## Written request
Locate each line in the data that contains the string "locomotive" and copy those lines.

## Data provided
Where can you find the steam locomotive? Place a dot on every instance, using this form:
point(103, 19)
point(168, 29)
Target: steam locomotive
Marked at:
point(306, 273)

## Task output
Where can you find the steam locomotive? Place a dot on every instance, using this form:
Target: steam locomotive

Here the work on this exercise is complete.